## Your tasks
1. In the Seagate stock article, what record closing price did Seagate set on May 11?
2. Write the next few paragraphs of the Seagate stock article, picking up after its final sentence.

## Passage given
A throwaway line from a CEO rarely moves an entire sector in a single afternoon. Dave Mosley managed it on Monday.

Speaking at the JPMorgan Global Technology, Media and Communications Conference, as reported by Benzinga, the Seagate Technology (STX) chief was asked a simple question: would the company build new factories to chase soaring AI storage demand?

His answer rattled the room. New plants "would just take too long," he said, and could leave Seagate with more capacity than it needs.

That single comment dragged down the whole memory group, pulling Micron (MU), Western Digital (WDC), and SanDisk (SNDK) lower with it.

It leaves the stock with one debate it cannot dodge, and a high-stakes earnings report waiting just over the horizon.

 Dave Mosley's warning that new factories "would just take too long" underscores Wall Street's unease over whether AI storage demand is outrunning supply.
Dave Mosley's warning that new factories "would just take too long" underscores Wall Street's unease over whether AI storage demand is outrunning supply.

Photo by SOPA Images on Getty Images

How far Seagate stock fell after the Mosley warning

Seagate shares closed Friday at $795.47, within striking distance of their all-time high.

Then Monday hit. The stock dropped as much as 7.5% intraday, touching a low near $723 before steadying, according to Investing.com.

It clawed back some ground by midweek, closing Wednesday at $751.07, up 2.42% on the day.

Add it up, and STX sits roughly 6% below its pre-warning level, and about 10% under the $834.01 record close it set on May 11.

More memory and AI stocks:

The selling spread fast. Western Digital and SanDisk both fell alongside Seagate, with Western Digital trading 4.5% lower and SanDisk down 2.5% at one point.

When one storage CEO says he can't build fast enough, the market reads it as a sector-wide ceiling.

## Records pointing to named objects
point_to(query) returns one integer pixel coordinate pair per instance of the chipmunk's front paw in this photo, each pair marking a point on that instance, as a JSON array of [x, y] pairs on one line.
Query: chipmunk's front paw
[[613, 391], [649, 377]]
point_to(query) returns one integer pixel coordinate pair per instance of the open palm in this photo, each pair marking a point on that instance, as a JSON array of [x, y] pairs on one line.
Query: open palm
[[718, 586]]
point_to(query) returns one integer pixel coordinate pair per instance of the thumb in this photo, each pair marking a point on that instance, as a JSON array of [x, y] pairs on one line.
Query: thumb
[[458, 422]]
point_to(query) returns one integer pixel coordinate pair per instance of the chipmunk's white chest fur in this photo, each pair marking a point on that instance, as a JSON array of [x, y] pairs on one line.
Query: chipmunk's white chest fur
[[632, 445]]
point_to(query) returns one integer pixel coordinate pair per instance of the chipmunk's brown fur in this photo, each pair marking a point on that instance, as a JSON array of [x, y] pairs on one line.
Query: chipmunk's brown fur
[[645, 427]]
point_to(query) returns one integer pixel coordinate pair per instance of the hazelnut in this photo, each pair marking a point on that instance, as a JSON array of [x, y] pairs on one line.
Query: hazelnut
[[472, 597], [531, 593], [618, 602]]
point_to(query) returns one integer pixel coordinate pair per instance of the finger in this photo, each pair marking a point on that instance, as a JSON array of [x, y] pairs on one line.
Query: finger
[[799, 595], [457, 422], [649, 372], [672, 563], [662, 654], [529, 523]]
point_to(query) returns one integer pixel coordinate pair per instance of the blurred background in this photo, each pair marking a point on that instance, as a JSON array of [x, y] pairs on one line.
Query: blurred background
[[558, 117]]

## The replies
1. $834.01

2.
What Mosley actually said about wafer lead times

Here is the part that spooked investors. Mosley explained that Seagate's recording head wafers now carry lead times ofmore than nine months, with finished drives taking another quarter on top of that, Yahoo Finance reported.

A recording head wafer is the precision component that lets a drive read and write data, and it sits at the very start of a long build cycle.

Related: Seagate adds $15B in market cap on surprise news

So the company runs a build-to-order model, giving it visibility only four to five quarters out.

"We want to keep that four or five quarters of visibility very, very solid," Mosley said, according to CNBC. "But the demand is significantly higher than that."

Diverting engineers to spin up new factories, he argued, would slow the pace of technology improvement that actually drives Seagate's margins.

While Mosley was simply making an honest comment, investors heard a leader admit that his company cannot scale fast enough to capture the AI buildout in front of it.

The supply-versus-demand debate Wall Street needs settled

This is the question now hanging over the stock: is Seagate's AI-storage boom supply-constrained or demand-constrained?

The distinction matters more than it sounds, because each path leads somewhere very different for the share price.

If growth is capped by how many drives Seagate can physically make, the upside has a ceiling that no amount of demand can lift.

If the constraint is genuine scarcity against runaway demand, then Seagate holds rare pricing power, and the bears are early.

Management has handed both camps ammunition. Nearline capacity, the high-capacity drives sold straight into cloud data centers, is almost fully allocated through calendar 2027, with customers already engaging on 2028 supply, Yahoo Finance notes.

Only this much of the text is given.